SHORT TASK
Rewrite all of the data below, putting "Output the mask" in place of every occurrence of "Return the mask" and keeping everything else the same.
"""
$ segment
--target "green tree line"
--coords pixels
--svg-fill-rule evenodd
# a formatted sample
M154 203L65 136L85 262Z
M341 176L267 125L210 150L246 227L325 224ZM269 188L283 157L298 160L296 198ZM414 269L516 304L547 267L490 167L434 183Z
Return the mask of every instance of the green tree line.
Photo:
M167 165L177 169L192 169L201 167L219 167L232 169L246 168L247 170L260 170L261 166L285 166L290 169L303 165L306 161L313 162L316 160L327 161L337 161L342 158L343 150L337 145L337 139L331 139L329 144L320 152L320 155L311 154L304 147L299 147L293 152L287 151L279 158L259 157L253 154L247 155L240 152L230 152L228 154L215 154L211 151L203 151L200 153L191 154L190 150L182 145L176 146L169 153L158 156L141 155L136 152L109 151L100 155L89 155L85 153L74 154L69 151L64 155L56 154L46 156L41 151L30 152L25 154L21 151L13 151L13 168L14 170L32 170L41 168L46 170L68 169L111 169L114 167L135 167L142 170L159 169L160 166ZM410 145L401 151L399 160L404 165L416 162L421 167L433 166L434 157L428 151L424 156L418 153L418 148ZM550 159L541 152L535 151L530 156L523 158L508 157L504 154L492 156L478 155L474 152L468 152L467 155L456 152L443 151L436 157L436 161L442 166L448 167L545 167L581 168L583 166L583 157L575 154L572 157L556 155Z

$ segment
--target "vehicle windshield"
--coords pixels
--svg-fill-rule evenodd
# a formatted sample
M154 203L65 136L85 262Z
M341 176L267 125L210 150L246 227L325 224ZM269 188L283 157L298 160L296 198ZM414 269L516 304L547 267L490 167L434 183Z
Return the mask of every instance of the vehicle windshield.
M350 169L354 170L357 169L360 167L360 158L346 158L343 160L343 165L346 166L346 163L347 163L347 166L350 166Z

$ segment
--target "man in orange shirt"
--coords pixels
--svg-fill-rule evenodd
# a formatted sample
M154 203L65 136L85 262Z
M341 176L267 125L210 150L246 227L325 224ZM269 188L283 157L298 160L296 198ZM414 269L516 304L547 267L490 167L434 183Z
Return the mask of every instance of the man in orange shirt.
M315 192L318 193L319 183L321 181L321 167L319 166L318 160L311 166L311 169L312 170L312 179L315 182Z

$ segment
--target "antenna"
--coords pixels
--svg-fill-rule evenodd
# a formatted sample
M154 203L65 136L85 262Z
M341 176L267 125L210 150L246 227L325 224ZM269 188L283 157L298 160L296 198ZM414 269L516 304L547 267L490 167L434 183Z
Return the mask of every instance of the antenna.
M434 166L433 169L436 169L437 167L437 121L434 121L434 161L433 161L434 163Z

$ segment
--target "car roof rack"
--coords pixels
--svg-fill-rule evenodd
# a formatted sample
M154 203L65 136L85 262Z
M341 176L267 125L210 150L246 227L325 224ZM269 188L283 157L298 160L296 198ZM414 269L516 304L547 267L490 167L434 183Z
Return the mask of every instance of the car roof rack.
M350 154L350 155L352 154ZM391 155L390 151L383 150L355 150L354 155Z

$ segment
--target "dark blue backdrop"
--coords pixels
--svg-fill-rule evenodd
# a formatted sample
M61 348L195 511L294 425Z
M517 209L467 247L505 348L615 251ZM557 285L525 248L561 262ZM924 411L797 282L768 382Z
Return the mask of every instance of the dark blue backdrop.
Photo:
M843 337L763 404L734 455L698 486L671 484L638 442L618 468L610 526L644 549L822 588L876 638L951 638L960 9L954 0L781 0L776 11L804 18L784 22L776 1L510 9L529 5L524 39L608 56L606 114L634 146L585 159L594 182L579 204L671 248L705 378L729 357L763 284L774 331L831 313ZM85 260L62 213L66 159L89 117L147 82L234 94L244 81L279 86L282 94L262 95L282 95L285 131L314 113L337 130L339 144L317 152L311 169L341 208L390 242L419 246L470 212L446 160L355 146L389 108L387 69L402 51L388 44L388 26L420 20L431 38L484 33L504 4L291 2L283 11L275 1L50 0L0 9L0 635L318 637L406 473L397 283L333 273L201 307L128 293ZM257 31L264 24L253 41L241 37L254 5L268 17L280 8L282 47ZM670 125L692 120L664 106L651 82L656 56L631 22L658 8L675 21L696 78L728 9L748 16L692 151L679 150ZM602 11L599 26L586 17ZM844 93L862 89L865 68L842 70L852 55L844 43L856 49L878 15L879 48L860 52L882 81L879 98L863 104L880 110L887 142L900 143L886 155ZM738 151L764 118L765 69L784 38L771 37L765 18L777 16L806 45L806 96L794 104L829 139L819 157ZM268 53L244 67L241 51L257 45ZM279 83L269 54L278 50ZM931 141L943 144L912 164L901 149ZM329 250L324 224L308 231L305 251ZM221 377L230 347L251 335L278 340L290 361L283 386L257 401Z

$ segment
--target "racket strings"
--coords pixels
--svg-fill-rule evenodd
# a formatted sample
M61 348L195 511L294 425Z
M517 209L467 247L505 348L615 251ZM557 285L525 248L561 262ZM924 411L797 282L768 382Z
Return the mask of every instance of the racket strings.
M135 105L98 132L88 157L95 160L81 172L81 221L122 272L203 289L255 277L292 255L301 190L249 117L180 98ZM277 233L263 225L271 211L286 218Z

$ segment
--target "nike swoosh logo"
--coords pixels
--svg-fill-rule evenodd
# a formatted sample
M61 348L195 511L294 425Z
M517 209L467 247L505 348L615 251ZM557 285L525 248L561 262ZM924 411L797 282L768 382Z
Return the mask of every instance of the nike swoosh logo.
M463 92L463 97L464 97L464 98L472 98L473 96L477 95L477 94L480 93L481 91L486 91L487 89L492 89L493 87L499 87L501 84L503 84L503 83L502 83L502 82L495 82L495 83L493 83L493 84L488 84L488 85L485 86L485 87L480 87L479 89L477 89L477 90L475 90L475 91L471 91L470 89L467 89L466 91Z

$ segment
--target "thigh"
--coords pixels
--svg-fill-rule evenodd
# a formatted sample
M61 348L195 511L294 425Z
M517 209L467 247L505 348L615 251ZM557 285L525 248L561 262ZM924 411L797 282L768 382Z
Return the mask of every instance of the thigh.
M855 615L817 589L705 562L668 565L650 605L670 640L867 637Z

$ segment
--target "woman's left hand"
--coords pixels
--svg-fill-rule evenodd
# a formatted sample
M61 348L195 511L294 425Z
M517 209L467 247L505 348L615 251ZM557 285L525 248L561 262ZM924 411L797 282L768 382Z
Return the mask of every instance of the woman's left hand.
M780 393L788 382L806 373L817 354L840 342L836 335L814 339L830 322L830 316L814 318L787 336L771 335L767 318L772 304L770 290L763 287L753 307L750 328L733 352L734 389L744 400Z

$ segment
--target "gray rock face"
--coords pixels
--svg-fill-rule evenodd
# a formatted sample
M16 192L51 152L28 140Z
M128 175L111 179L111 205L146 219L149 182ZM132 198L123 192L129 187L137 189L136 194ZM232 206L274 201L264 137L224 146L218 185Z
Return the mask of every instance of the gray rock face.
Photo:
"""
RESULT OF THE TASK
$ segment
--target "green tree line"
--coords pixels
--svg-fill-rule evenodd
# a formatted sample
M154 203L65 136L85 262Z
M341 176L267 125L210 150L246 227L325 224ZM269 188L283 157L298 160L296 198ZM414 269L516 304L547 267L490 167L434 183Z
Output the mask of every instance of the green tree line.
Photo:
M167 165L177 169L192 169L201 167L219 167L232 169L246 168L247 170L260 170L261 166L285 166L290 169L303 165L306 161L313 162L316 160L327 161L337 161L342 158L343 150L337 145L337 139L331 139L329 144L320 152L320 155L311 154L304 147L299 147L293 152L287 151L279 158L259 157L253 154L247 155L240 152L230 152L228 154L215 154L211 151L203 151L200 153L191 154L190 150L182 145L176 146L169 153L158 156L141 155L136 152L109 151L100 155L89 155L85 153L74 154L69 151L64 155L56 154L46 156L41 151L30 152L25 154L21 151L13 151L13 168L14 170L32 170L41 168L46 170L68 169L111 169L114 167L135 167L142 170L159 169L160 166ZM410 145L401 151L399 160L404 165L416 162L421 167L433 166L434 157L428 151L424 156L418 153L418 148ZM550 159L541 152L535 151L530 156L523 158L508 157L504 154L492 156L478 155L474 152L468 152L467 155L456 152L443 151L436 157L436 161L442 166L448 167L545 167L581 168L583 166L583 157L575 154L572 157L556 155Z

$ segment
--target "vehicle windshield"
--coords pixels
--svg-fill-rule evenodd
# a formatted sample
M154 203L65 136L85 262Z
M341 176L267 125L210 150L246 227L325 224ZM269 188L283 157L298 160L296 198ZM414 269L516 304L547 267L490 167L434 183Z
Output the mask of every instance of the vehicle windshield.
M350 169L354 170L357 169L360 167L360 158L346 158L343 160L343 165L346 166L346 163L347 163L347 166L350 166Z

$ segment
--target "man in orange shirt"
--coords pixels
--svg-fill-rule evenodd
# a formatted sample
M154 203L65 136L85 262Z
M341 176L267 125L210 150L246 227L325 224ZM269 188L283 157L298 160L296 198ZM414 269L516 304L547 267L490 167L434 183Z
Output the mask of every instance of the man in orange shirt.
M315 192L318 193L319 183L321 181L321 167L319 166L318 160L311 166L311 169L312 170L312 179L315 182Z

$ segment
--target "antenna"
--coords pixels
--svg-fill-rule evenodd
# a formatted sample
M154 203L65 136L85 262Z
M341 176L267 125L210 150L246 227L325 224ZM269 188L283 157L298 160L296 198ZM414 269L516 304L547 267L490 167L434 183Z
Output the mask of every instance of the antenna.
M434 166L433 169L436 169L437 167L437 121L434 121L434 161L433 161L434 163Z

$ segment
--target "car roof rack"
--coords pixels
--svg-fill-rule evenodd
# a formatted sample
M154 203L65 136L85 262Z
M341 176L267 125L210 150L246 227L325 224ZM269 188L283 157L298 160L296 198ZM414 269L516 304L547 267L490 167L434 183Z
Output the mask of every instance of the car roof rack.
M350 154L350 155L352 154ZM391 155L390 151L383 150L355 150L354 155Z

$ segment
--target "dark blue backdrop"
--coords pixels
--svg-fill-rule evenodd
# a formatted sample
M61 348L195 511L294 425Z
M517 209L467 247L505 348L615 251ZM557 285L525 248L561 262ZM924 411L797 282L768 382Z
Output the mask of every instance of the dark blue backdrop.
Photo:
M843 337L763 404L734 455L698 486L671 484L638 442L618 468L610 526L644 549L822 588L876 638L951 638L960 9L954 0L781 0L776 11L804 18L784 22L776 1L510 9L529 5L524 39L608 56L606 114L634 146L585 159L594 182L579 204L671 248L705 378L729 357L763 284L774 331L831 313ZM85 260L62 213L66 159L89 117L147 82L234 94L244 81L279 86L282 94L262 95L282 95L285 131L314 113L337 130L339 144L317 152L311 169L341 208L390 242L419 246L470 212L446 160L355 146L389 108L387 69L402 51L388 44L388 26L420 20L431 38L484 33L504 4L291 2L283 11L275 1L50 0L0 9L0 635L318 637L406 473L397 283L333 273L201 307L128 293ZM257 31L264 24L253 41L241 37L254 5L268 17L280 8L282 47ZM670 125L692 120L664 106L651 82L656 56L631 22L658 8L675 21L696 78L728 9L748 16L692 151L679 150ZM602 11L599 26L586 17ZM844 93L862 89L865 68L842 70L852 55L844 43L856 49L878 15L879 48L860 52L882 81L879 98L863 104L880 110L887 142L900 143L886 155ZM738 151L764 118L765 69L784 38L771 37L765 18L777 16L806 45L806 96L794 104L829 139L819 157ZM268 53L244 67L241 51L257 45ZM279 83L269 54L278 50ZM931 141L943 144L912 164L901 149ZM329 250L324 224L308 231L305 251ZM221 377L230 347L251 335L278 340L290 361L283 386L257 401Z

$ segment
--target "racket strings"
--coords pixels
--svg-fill-rule evenodd
# a formatted sample
M61 348L195 511L294 425Z
M517 209L467 247L505 348L615 251ZM557 285L525 248L561 262ZM924 411L797 282L768 382Z
Output the mask of every instance of the racket strings.
M135 105L98 132L88 157L95 160L81 172L81 221L122 272L203 289L255 277L292 255L301 190L249 117L180 98ZM277 233L263 225L271 211L286 218Z

$ segment
--target "nike swoosh logo"
--coords pixels
--svg-fill-rule evenodd
# a formatted sample
M61 348L195 511L294 425Z
M517 209L467 247L505 348L615 251ZM557 285L525 248L561 262ZM924 411L797 282L768 382Z
Output the mask of every instance of the nike swoosh logo.
M463 92L463 97L464 97L464 98L472 98L473 96L477 95L477 94L480 93L481 91L486 91L487 89L492 89L493 87L499 87L501 84L503 84L503 83L502 83L502 82L495 82L495 83L493 83L493 84L488 84L488 85L485 86L485 87L480 87L479 89L477 89L477 90L475 90L475 91L471 91L470 89L467 89L466 91Z

$ segment
--target "thigh"
--coords pixels
--svg-fill-rule evenodd
# a formatted sample
M61 348L195 511L294 425Z
M517 209L467 247L505 348L615 251ZM557 285L525 248L561 262ZM924 411L797 282L768 382Z
Output the mask of every instance of the thigh.
M855 615L817 589L705 562L668 565L650 605L670 640L867 637Z

$ segment
--target "woman's left hand"
--coords pixels
--svg-fill-rule evenodd
# a formatted sample
M61 348L195 511L294 425Z
M517 209L467 247L505 348L615 251ZM557 285L525 248L561 262ZM924 411L797 282L768 382Z
Output the mask of every instance of the woman's left hand.
M780 393L788 382L806 373L817 354L840 342L836 335L814 339L830 322L830 316L814 318L787 336L771 335L767 318L772 304L770 290L763 287L753 307L750 328L733 352L734 389L744 400Z

$ segment
--target "gray rock face"
--coords pixels
--svg-fill-rule evenodd
# a formatted sample
M16 192L51 152L28 140Z
M128 175L111 179L111 205L146 219L149 182ZM132 198L123 192L129 187L137 189L136 194ZM232 206L274 201L264 137L224 146L218 185Z
Output the mask of every instance of the gray rock face.
Photo:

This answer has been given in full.